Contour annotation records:

=-=-=-=-=

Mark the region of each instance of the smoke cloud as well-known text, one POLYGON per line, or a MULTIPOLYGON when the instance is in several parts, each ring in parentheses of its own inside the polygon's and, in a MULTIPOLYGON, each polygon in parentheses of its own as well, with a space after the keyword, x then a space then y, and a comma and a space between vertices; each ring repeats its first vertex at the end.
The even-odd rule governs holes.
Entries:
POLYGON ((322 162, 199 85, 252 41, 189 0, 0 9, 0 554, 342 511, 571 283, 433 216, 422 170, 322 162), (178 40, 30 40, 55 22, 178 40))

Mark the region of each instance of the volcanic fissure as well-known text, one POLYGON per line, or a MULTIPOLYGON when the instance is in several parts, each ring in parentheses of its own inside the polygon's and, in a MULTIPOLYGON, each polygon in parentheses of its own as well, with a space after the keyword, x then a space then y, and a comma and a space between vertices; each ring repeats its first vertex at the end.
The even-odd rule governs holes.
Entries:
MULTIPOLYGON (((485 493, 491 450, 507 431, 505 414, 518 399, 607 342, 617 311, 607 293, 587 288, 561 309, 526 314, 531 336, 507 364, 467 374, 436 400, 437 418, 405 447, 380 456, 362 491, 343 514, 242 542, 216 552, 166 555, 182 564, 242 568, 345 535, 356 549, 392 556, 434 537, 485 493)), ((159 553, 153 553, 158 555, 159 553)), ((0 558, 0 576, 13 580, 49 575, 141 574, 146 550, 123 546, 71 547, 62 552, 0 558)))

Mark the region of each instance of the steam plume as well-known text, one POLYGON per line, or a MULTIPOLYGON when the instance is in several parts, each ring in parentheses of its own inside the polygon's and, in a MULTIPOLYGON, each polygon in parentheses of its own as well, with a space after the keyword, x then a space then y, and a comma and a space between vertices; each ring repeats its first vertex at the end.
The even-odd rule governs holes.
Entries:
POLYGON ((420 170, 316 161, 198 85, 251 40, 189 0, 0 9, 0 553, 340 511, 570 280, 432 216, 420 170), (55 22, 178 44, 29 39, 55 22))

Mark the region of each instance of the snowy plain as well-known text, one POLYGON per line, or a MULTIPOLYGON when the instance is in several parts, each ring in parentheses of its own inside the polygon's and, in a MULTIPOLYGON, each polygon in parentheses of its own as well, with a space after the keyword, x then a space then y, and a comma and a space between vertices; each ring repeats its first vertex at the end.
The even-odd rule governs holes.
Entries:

=-=-=-=-=

SHORT EXERCISE: Recast every line of the records above as a numbered list, leaving out the blank lines.

EXERCISE RESPONSE:
1. Mark the region of each instance of the smoke cloud as well-known text, one POLYGON per line, or a MULTIPOLYGON when the instance is in several parts, each ring in parentheses of its own inside the polygon's and, in a MULTIPOLYGON, each polygon in parentheses of its own as well, with a space after the keyword, x then a space then y, and a comma and a space between vertices; each ring repeats its first vertex at the end.
2. The even-odd rule governs holes.
3. Entries:
4. POLYGON ((322 162, 199 85, 252 41, 189 0, 0 9, 0 554, 342 511, 571 283, 433 216, 422 170, 322 162), (178 40, 30 40, 55 22, 178 40))
5. Mark the region of each instance of the volcanic fissure as well-known text, one POLYGON per line, or a MULTIPOLYGON when the instance is in several parts, each ring in parentheses of its own inside the polygon's and, in a MULTIPOLYGON, each polygon in parentheses of its own as well, with a space after the keyword, x then a space then y, and a comma and a space between vertices; each ring repeats its first vertex at the end.
6. The even-odd rule governs holes.
7. Entries:
8. MULTIPOLYGON (((485 493, 491 450, 507 431, 505 414, 518 399, 607 342, 617 311, 607 293, 587 288, 561 309, 526 314, 531 336, 507 364, 467 374, 436 400, 437 418, 405 447, 380 456, 362 491, 343 514, 242 542, 216 552, 166 555, 182 564, 242 568, 345 535, 356 549, 392 556, 434 537, 485 493)), ((159 553, 153 553, 158 555, 159 553)), ((0 558, 0 576, 13 580, 49 575, 141 574, 146 550, 123 546, 71 547, 62 552, 0 558)))
9. Mark the region of each instance of the steam plume as well-known text, one POLYGON per line, or a MULTIPOLYGON when the instance is in several parts, each ring in parentheses of its own inside the polygon's and, in a MULTIPOLYGON, each polygon in parentheses of its own as well, with a space after the keyword, x then a space then y, and a comma and a space between vertices; each ring repeats its first vertex at the end.
10. The even-odd rule governs holes.
11. Entries:
12. POLYGON ((420 170, 316 161, 198 85, 251 40, 189 0, 0 9, 0 553, 340 511, 570 280, 432 216, 420 170), (55 22, 178 44, 29 39, 55 22))
13. Mark the region of each instance of the snowy plain as well-known text, one POLYGON per line, or a MULTIPOLYGON when the instance is in several parts, each ring in parentheses of its own inside the polygon's and, in a MULTIPOLYGON, each polygon in parentheses of its own as well, with a space after the keyword, x then a space then y, and a comma and a space between vertices; each ring repeats its first vertex at the end.
14. The even-odd rule governs holes.
15. Entries:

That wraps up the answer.